== What to work on ==
Both the line below containing "the white railing" and the line containing "of the team", along with every line between them, should be repeated exactly; no other line belongs in the answer.

== Records to process ==
***

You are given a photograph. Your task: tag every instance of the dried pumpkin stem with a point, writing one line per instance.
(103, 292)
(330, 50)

***

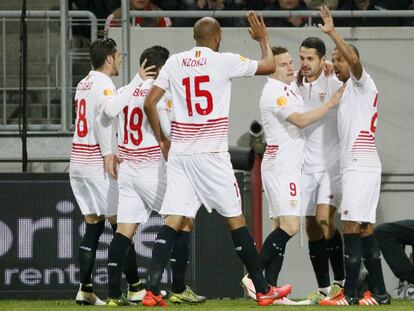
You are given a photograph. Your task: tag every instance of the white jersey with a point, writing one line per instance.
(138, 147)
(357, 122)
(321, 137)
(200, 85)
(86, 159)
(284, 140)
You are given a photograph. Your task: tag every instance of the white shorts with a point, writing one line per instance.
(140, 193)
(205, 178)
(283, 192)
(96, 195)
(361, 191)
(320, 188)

***

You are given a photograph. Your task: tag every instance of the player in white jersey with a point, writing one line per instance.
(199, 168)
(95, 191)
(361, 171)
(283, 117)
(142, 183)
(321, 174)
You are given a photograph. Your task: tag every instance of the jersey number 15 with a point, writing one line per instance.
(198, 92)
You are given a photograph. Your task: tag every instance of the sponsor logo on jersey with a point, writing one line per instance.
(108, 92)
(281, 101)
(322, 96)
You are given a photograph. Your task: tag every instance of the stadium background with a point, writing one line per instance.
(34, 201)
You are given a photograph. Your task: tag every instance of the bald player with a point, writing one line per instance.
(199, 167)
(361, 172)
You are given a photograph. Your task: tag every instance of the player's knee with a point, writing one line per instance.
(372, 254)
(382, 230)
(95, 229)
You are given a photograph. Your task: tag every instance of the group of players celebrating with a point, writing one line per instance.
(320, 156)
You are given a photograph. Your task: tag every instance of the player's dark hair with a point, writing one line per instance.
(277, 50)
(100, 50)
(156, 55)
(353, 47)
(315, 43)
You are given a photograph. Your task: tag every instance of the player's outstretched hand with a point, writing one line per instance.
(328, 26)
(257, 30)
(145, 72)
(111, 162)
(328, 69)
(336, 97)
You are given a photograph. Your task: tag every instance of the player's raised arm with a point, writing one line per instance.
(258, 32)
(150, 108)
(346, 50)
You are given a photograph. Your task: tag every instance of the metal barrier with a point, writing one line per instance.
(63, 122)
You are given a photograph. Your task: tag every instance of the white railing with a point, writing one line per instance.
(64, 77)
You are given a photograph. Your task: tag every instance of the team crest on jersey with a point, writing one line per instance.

***

== Exercise output ==
You are given a photograph. Your task: tag every instance of the white railing with a point, writing one line per instance.
(64, 77)
You are given a photograph. Your task: tag every instance of the team crest on jersey with a point, writing one line per instance.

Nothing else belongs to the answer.